- **Given data**:
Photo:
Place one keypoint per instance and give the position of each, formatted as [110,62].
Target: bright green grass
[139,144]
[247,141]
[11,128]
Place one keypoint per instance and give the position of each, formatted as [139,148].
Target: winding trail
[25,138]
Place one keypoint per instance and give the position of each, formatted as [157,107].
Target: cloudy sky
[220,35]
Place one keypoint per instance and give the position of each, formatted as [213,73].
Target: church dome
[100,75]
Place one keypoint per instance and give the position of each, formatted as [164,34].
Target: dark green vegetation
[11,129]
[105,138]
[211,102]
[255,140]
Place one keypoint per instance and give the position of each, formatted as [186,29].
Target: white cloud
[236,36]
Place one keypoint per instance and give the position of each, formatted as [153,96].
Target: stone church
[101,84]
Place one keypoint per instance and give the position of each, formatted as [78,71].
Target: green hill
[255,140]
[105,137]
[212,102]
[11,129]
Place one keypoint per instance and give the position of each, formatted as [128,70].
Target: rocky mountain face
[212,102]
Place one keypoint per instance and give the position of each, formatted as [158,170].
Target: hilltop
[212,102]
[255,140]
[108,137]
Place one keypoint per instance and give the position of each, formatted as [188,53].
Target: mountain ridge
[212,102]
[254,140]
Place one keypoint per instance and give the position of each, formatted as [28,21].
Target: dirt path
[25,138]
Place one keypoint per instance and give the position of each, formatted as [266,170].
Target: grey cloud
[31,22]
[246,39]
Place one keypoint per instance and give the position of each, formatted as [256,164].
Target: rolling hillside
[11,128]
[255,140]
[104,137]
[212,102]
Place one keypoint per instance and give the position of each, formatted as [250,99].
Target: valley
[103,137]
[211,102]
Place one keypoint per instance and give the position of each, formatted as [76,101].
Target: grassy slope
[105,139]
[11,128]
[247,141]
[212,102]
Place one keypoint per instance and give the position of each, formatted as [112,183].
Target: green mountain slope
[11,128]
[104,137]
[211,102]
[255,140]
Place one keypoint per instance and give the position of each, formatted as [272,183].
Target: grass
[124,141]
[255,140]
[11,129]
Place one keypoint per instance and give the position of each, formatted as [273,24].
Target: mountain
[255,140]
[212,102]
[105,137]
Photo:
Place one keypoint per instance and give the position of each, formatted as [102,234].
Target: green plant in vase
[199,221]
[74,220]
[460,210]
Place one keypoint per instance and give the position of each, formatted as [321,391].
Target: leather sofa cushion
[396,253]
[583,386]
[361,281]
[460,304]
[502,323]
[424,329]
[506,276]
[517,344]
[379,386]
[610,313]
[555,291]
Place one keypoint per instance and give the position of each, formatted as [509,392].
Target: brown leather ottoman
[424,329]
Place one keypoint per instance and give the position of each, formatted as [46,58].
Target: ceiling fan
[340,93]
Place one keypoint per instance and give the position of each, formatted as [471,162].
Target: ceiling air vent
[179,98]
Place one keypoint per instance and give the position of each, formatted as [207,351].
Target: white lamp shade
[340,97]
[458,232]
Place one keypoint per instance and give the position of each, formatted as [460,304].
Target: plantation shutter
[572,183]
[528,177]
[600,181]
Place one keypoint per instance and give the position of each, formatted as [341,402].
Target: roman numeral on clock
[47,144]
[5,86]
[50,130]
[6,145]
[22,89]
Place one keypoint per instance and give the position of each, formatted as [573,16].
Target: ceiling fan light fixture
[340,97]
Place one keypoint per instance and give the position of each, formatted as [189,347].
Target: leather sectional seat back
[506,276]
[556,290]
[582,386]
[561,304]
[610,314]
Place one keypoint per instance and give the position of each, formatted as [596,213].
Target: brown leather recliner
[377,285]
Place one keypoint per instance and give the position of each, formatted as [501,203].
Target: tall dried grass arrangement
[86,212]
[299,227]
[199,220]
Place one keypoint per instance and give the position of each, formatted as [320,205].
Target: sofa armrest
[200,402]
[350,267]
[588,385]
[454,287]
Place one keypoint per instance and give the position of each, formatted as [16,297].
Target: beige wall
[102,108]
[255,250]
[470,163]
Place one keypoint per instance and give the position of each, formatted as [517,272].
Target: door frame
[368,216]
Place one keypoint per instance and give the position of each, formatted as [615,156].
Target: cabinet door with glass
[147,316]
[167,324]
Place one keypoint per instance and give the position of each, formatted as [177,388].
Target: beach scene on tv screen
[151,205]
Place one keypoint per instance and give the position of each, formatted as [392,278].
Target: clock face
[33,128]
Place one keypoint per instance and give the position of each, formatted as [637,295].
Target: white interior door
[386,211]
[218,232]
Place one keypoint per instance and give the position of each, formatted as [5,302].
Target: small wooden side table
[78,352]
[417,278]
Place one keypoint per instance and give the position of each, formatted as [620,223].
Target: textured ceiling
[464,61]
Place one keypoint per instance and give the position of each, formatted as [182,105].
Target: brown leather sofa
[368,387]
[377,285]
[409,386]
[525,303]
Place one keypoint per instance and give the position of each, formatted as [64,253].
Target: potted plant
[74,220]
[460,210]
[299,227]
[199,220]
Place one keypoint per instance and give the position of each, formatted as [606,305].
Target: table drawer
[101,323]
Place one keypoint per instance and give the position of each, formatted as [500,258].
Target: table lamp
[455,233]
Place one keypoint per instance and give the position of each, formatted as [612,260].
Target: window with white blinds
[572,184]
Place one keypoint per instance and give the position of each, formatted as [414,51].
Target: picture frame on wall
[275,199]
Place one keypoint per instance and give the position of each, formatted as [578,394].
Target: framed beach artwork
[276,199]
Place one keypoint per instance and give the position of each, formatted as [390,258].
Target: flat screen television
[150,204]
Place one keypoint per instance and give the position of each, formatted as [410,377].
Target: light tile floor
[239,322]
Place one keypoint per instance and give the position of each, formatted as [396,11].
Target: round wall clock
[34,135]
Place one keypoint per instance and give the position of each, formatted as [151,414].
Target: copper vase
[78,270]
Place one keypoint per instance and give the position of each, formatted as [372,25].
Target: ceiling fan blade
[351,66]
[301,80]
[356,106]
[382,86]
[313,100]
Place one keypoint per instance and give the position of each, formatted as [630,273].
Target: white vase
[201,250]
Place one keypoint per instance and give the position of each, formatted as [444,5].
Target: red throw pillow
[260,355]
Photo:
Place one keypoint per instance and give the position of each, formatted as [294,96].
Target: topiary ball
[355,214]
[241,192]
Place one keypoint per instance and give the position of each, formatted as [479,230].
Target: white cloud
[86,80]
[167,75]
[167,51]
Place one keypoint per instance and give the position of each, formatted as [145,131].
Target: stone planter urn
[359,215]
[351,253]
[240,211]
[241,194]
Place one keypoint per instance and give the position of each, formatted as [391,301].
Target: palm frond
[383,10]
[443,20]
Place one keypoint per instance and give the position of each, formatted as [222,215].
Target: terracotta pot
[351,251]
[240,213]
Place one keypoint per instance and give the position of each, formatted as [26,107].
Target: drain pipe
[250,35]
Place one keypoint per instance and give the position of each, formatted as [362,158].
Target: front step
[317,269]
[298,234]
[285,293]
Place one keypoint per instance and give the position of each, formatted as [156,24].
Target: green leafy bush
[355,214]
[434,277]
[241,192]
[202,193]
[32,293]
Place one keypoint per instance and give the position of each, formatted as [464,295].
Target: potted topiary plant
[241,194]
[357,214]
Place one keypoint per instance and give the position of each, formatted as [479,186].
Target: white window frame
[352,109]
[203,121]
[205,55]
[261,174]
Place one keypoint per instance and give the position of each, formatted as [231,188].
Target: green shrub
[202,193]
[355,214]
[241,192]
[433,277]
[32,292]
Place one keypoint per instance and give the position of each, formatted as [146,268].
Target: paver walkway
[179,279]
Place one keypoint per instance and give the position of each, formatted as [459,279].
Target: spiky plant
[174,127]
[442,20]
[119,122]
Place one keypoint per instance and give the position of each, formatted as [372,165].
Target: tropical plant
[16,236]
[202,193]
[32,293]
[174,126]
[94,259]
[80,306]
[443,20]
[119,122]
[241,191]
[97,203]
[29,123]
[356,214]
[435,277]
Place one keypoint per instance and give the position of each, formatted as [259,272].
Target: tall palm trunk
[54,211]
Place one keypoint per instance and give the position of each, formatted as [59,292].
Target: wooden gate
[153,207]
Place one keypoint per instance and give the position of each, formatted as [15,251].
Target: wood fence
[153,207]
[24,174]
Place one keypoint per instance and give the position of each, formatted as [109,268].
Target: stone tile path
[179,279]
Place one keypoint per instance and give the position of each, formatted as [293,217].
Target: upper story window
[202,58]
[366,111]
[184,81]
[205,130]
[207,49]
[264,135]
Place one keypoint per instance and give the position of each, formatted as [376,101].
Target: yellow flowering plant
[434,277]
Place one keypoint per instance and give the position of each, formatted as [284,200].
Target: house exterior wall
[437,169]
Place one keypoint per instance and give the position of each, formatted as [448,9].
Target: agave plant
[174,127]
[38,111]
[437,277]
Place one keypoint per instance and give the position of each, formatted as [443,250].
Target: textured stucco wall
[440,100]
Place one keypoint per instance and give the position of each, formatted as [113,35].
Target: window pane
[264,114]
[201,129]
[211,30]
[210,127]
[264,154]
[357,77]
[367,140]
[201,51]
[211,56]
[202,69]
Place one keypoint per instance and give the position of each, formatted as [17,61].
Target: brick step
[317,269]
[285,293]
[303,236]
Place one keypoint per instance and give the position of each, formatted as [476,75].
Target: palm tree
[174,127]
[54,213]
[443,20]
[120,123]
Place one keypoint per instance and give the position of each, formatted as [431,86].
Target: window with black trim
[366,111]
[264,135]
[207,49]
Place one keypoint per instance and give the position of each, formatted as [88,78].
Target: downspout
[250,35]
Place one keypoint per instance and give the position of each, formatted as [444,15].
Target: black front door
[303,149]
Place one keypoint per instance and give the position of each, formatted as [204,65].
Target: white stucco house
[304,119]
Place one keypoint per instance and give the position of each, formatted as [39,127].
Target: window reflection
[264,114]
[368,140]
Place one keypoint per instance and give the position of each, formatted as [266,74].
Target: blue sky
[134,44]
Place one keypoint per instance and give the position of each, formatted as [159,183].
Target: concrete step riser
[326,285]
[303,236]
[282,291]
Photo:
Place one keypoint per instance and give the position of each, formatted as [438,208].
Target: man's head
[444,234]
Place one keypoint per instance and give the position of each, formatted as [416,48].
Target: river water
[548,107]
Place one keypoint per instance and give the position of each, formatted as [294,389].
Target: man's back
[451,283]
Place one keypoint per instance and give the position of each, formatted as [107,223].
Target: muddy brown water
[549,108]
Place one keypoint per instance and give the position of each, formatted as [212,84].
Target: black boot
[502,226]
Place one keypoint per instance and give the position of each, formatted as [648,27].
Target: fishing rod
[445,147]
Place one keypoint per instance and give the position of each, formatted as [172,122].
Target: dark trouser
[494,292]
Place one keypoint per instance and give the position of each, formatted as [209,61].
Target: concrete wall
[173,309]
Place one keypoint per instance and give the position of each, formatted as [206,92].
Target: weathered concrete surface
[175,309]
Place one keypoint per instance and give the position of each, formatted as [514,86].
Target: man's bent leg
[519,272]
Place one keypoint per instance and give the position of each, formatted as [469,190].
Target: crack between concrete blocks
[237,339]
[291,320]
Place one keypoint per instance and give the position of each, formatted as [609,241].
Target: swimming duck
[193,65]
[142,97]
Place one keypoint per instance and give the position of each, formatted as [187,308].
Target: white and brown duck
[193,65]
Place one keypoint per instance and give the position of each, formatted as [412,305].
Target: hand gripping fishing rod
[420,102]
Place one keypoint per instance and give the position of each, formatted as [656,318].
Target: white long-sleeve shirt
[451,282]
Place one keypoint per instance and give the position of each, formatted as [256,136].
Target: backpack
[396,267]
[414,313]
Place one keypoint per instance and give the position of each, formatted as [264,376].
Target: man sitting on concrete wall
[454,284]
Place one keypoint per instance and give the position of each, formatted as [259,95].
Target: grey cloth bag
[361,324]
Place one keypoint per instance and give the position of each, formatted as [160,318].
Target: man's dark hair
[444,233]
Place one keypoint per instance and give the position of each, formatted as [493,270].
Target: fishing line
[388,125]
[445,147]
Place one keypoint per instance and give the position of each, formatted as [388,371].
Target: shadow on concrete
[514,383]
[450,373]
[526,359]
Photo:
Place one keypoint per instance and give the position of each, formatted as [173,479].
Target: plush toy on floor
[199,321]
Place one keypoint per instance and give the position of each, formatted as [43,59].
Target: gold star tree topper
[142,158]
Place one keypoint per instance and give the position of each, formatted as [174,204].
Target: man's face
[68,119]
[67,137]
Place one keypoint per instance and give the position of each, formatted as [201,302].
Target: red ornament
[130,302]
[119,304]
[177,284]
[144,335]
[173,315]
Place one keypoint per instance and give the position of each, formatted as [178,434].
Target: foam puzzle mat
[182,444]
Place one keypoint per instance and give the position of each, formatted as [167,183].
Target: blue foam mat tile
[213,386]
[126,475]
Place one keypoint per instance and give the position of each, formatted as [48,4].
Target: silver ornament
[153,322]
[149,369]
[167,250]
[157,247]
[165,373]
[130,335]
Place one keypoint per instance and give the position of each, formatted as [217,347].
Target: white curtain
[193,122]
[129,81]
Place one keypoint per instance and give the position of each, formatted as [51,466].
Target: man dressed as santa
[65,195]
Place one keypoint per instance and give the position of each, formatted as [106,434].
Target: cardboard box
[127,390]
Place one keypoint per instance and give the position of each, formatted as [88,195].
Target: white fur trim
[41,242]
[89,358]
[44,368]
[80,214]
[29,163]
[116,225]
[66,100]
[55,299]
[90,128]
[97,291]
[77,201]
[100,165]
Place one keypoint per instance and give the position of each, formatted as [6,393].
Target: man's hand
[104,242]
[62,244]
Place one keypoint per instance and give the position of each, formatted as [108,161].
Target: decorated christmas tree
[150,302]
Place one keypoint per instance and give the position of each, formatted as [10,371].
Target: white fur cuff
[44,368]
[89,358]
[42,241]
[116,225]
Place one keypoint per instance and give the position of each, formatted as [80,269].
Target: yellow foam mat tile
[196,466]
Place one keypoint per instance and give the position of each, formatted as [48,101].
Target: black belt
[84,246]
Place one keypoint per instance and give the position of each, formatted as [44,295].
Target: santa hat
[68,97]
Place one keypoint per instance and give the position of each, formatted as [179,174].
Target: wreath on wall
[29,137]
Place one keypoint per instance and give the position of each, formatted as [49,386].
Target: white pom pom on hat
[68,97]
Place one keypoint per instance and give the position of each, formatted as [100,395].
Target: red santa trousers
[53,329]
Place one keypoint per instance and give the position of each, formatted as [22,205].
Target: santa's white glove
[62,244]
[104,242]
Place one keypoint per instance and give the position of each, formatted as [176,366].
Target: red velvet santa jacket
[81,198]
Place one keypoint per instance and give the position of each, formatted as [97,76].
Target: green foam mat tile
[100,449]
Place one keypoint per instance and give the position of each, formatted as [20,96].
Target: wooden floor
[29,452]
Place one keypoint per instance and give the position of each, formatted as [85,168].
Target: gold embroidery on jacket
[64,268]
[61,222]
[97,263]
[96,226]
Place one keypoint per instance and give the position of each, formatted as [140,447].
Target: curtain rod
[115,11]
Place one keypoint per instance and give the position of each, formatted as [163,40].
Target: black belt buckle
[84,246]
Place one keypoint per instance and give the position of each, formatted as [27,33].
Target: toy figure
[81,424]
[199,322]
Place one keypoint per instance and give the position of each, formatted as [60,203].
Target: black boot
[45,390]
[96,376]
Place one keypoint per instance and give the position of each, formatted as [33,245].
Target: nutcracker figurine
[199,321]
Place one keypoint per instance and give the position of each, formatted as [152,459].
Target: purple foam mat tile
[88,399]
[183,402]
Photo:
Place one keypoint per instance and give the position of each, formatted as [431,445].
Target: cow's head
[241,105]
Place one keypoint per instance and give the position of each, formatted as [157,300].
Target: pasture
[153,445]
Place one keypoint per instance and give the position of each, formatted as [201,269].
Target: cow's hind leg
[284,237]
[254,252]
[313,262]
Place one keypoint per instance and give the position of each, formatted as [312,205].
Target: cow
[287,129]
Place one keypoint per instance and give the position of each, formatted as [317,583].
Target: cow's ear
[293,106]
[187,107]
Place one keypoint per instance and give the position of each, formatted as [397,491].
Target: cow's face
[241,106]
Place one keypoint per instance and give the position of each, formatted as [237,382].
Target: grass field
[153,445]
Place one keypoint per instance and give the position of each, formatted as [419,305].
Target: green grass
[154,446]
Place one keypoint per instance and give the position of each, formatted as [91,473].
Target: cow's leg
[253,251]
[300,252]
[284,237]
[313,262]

- **About this task**: Where the listing above has a line with "formatted as [20,96].", start there, and output every line exactly through the line with "formatted as [163,40].", which is also included.

- **Output below**:
Place one keypoint per instance and give the position of each, formatted as [20,96].
Target: wooden floor
[29,452]
Place one keypoint per instance and give the position of each, formatted as [85,168].
Target: gold embroidery on jacket
[64,268]
[61,222]
[97,263]
[96,226]
Place one keypoint per instance and give the position of each, formatted as [140,447].
Target: curtain rod
[115,11]
Place one keypoint per instance and give the position of each, formatted as [163,40].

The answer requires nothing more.